* **OBJECTIVE**
Output each line exactly as it appears, skipping any embedded picture.

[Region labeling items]
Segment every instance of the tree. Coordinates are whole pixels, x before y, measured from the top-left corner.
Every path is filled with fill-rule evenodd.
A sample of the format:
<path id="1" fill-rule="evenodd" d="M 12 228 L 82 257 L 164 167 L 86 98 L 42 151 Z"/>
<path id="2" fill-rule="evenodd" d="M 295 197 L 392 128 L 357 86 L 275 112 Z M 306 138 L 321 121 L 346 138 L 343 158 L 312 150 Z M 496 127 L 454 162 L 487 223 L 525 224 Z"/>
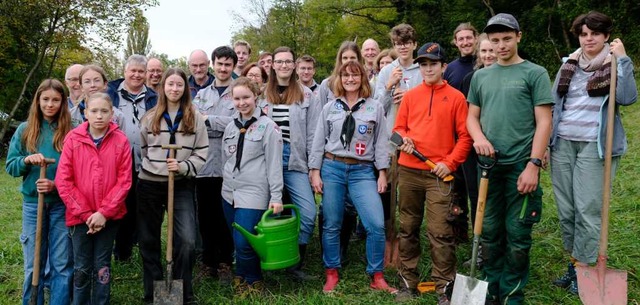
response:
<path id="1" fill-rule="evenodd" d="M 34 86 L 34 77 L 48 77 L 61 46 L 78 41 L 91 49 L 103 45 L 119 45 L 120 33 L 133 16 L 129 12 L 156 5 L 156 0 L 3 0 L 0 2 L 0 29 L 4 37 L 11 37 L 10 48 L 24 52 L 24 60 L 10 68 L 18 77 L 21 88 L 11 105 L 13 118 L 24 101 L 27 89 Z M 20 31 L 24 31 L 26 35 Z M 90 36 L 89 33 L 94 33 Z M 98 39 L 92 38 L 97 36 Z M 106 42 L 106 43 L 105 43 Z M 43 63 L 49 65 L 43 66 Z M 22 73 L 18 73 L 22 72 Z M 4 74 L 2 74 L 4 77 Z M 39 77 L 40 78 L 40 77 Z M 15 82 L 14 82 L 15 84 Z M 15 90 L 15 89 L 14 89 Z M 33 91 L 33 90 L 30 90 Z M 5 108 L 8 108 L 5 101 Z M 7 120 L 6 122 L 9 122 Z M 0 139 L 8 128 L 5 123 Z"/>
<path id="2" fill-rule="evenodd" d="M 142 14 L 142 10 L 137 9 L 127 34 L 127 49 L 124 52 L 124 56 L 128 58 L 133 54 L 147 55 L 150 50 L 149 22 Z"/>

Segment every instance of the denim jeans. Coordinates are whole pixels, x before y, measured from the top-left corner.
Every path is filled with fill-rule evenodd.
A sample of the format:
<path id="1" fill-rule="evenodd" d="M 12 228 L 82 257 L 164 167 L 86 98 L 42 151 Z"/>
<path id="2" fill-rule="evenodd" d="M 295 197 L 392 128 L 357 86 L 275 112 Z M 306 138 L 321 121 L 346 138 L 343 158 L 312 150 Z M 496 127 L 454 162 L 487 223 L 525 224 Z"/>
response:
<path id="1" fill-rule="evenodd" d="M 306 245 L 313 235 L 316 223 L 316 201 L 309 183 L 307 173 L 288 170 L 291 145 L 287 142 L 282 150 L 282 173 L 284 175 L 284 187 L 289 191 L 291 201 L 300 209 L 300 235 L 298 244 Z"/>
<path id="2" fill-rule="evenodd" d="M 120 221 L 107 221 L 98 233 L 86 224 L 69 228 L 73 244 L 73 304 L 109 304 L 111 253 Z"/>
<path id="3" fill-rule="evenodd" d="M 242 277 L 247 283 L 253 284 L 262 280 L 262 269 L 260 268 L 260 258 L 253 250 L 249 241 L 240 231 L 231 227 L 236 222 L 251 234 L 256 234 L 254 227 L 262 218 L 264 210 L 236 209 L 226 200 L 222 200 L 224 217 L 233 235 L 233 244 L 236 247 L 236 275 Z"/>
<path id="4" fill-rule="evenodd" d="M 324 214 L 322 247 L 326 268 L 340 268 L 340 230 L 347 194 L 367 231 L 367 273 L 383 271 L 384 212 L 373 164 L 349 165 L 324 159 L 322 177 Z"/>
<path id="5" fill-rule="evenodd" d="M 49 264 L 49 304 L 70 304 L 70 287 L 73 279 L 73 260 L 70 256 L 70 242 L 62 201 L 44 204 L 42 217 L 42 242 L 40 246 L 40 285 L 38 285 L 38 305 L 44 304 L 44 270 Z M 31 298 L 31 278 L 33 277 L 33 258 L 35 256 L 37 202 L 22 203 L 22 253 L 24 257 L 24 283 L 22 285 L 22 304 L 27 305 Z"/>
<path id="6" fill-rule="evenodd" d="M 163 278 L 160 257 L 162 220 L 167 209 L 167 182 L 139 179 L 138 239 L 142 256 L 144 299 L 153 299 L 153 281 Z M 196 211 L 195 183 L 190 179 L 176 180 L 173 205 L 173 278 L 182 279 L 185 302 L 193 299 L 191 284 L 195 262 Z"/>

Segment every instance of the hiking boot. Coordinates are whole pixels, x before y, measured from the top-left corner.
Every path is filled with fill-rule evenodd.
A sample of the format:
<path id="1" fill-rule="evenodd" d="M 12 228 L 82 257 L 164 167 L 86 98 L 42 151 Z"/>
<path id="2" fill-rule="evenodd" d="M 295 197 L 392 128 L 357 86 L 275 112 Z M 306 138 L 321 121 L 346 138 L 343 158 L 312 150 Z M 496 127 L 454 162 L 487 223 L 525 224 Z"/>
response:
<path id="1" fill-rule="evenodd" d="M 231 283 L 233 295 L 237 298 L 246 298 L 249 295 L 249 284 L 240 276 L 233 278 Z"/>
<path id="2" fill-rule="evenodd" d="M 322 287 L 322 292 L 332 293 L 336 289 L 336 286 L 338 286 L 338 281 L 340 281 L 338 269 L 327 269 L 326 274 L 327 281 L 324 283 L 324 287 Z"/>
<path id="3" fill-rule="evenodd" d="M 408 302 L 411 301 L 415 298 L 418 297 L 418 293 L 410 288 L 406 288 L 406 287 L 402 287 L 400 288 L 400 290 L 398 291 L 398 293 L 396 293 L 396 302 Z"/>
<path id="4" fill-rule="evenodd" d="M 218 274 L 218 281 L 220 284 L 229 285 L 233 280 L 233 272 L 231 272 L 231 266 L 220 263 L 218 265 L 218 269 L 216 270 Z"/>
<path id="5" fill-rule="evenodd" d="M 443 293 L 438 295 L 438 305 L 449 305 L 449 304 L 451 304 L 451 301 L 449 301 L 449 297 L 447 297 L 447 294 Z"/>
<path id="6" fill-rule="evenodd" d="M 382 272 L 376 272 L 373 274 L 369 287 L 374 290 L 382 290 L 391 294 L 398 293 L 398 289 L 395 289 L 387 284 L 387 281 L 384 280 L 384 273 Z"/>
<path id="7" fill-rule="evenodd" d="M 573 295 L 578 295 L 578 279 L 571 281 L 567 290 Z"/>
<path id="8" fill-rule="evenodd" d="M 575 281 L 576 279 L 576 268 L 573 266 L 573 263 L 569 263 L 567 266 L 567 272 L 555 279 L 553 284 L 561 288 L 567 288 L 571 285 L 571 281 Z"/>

* **TASK ANSWER**
Segment every instance of the tree. Coordinates are whole pixels, x before y, measured from the top-left corner.
Every path is filled with fill-rule evenodd.
A sample of the format:
<path id="1" fill-rule="evenodd" d="M 12 228 L 82 257 L 164 167 L 86 98 L 42 151 Z"/>
<path id="2" fill-rule="evenodd" d="M 295 197 L 392 128 L 357 86 L 275 112 Z M 306 138 L 321 121 L 346 138 L 343 158 L 312 150 Z M 496 127 L 454 162 L 487 223 L 525 224 Z"/>
response:
<path id="1" fill-rule="evenodd" d="M 34 86 L 34 77 L 48 77 L 61 46 L 78 41 L 91 49 L 103 45 L 119 45 L 120 33 L 133 16 L 129 12 L 156 5 L 156 0 L 3 0 L 0 2 L 0 29 L 4 37 L 11 37 L 10 48 L 24 52 L 24 60 L 10 68 L 18 77 L 21 88 L 11 105 L 13 118 L 24 101 L 27 89 Z M 20 31 L 24 31 L 26 35 Z M 90 36 L 89 33 L 94 33 Z M 98 39 L 92 38 L 97 36 Z M 106 42 L 106 43 L 105 43 Z M 43 63 L 49 65 L 43 66 Z M 22 73 L 18 73 L 22 72 Z M 4 74 L 2 74 L 4 77 Z M 39 77 L 40 78 L 40 77 Z M 15 82 L 14 82 L 15 84 Z M 15 90 L 15 89 L 14 89 Z M 33 91 L 33 90 L 30 90 Z M 5 108 L 8 108 L 5 101 Z M 7 120 L 6 122 L 9 122 Z M 0 139 L 8 128 L 5 123 Z"/>
<path id="2" fill-rule="evenodd" d="M 142 14 L 142 10 L 137 9 L 127 34 L 127 49 L 124 52 L 124 56 L 128 58 L 133 54 L 147 55 L 150 50 L 149 22 Z"/>

Segment every instance of the denim jeans. Coordinates are whole pixels, x before y, measured from the top-left corner.
Every path is filled with fill-rule evenodd.
A sample of the format:
<path id="1" fill-rule="evenodd" d="M 12 228 L 82 257 L 164 167 L 86 98 L 42 151 Z"/>
<path id="2" fill-rule="evenodd" d="M 295 197 L 392 128 L 357 86 L 275 112 Z M 306 138 L 321 121 L 346 138 L 343 158 L 312 150 Z M 496 127 L 454 162 L 487 223 L 525 224 Z"/>
response:
<path id="1" fill-rule="evenodd" d="M 306 245 L 313 235 L 316 223 L 316 201 L 309 183 L 307 173 L 288 170 L 291 145 L 287 142 L 282 150 L 282 173 L 284 175 L 284 187 L 289 191 L 291 201 L 300 209 L 300 235 L 298 244 Z"/>
<path id="2" fill-rule="evenodd" d="M 120 221 L 107 221 L 98 233 L 86 224 L 69 228 L 73 244 L 73 304 L 109 304 L 111 253 Z"/>
<path id="3" fill-rule="evenodd" d="M 242 277 L 247 283 L 253 284 L 262 280 L 262 269 L 260 268 L 260 258 L 253 250 L 249 241 L 240 231 L 231 227 L 236 222 L 251 234 L 256 234 L 254 227 L 262 218 L 264 210 L 236 209 L 226 200 L 222 200 L 224 217 L 233 235 L 233 244 L 236 247 L 236 275 Z"/>
<path id="4" fill-rule="evenodd" d="M 324 214 L 322 247 L 326 268 L 340 268 L 340 230 L 347 194 L 367 231 L 367 273 L 383 271 L 384 212 L 373 164 L 349 165 L 324 159 L 322 177 Z"/>
<path id="5" fill-rule="evenodd" d="M 49 264 L 49 304 L 70 304 L 70 287 L 73 279 L 73 260 L 70 256 L 70 242 L 62 201 L 44 204 L 42 217 L 42 242 L 40 246 L 40 285 L 38 285 L 38 305 L 44 304 L 44 270 Z M 31 298 L 31 278 L 33 277 L 33 258 L 35 256 L 37 202 L 22 203 L 22 253 L 24 257 L 24 283 L 22 285 L 22 304 L 27 305 Z"/>
<path id="6" fill-rule="evenodd" d="M 163 278 L 160 257 L 162 220 L 167 209 L 167 182 L 139 179 L 138 239 L 142 256 L 144 299 L 153 299 L 153 281 Z M 196 211 L 195 183 L 190 179 L 176 180 L 173 205 L 173 278 L 182 279 L 185 302 L 193 299 L 191 284 L 195 262 Z"/>

Segment every instance of the hiking boot. Coordinates are whole pixels, x before y, measured from the top-left corner.
Every path is filled with fill-rule evenodd.
A sample of the format:
<path id="1" fill-rule="evenodd" d="M 12 228 L 82 257 L 164 167 L 86 98 L 42 151 Z"/>
<path id="2" fill-rule="evenodd" d="M 295 197 L 392 128 L 357 86 L 275 112 Z M 306 138 L 321 121 L 346 138 L 343 158 L 312 150 Z M 496 127 L 454 162 L 487 223 L 525 224 Z"/>
response:
<path id="1" fill-rule="evenodd" d="M 231 283 L 233 295 L 237 298 L 246 298 L 249 295 L 249 284 L 240 276 L 233 278 Z"/>
<path id="2" fill-rule="evenodd" d="M 322 287 L 322 292 L 332 293 L 336 289 L 336 286 L 338 286 L 338 281 L 340 281 L 338 269 L 327 269 L 326 274 L 327 281 L 324 283 L 324 287 Z"/>
<path id="3" fill-rule="evenodd" d="M 408 302 L 411 301 L 415 298 L 418 297 L 418 293 L 410 288 L 406 288 L 406 287 L 402 287 L 400 288 L 400 290 L 398 291 L 398 293 L 396 293 L 396 302 Z"/>
<path id="4" fill-rule="evenodd" d="M 218 274 L 218 281 L 220 284 L 229 285 L 233 280 L 233 272 L 231 272 L 231 266 L 220 263 L 218 265 L 218 269 L 216 270 Z"/>
<path id="5" fill-rule="evenodd" d="M 443 293 L 438 295 L 438 305 L 449 305 L 449 304 L 451 304 L 451 301 L 449 301 L 449 297 L 447 297 L 447 294 Z"/>
<path id="6" fill-rule="evenodd" d="M 382 272 L 376 272 L 373 274 L 369 287 L 374 290 L 382 290 L 391 294 L 398 293 L 398 289 L 395 289 L 387 284 L 387 281 L 384 280 L 384 273 Z"/>
<path id="7" fill-rule="evenodd" d="M 573 295 L 578 295 L 578 279 L 571 281 L 567 290 Z"/>
<path id="8" fill-rule="evenodd" d="M 575 281 L 576 279 L 576 268 L 573 266 L 573 263 L 569 263 L 567 266 L 567 272 L 555 279 L 553 284 L 561 288 L 567 288 L 571 285 L 571 281 Z"/>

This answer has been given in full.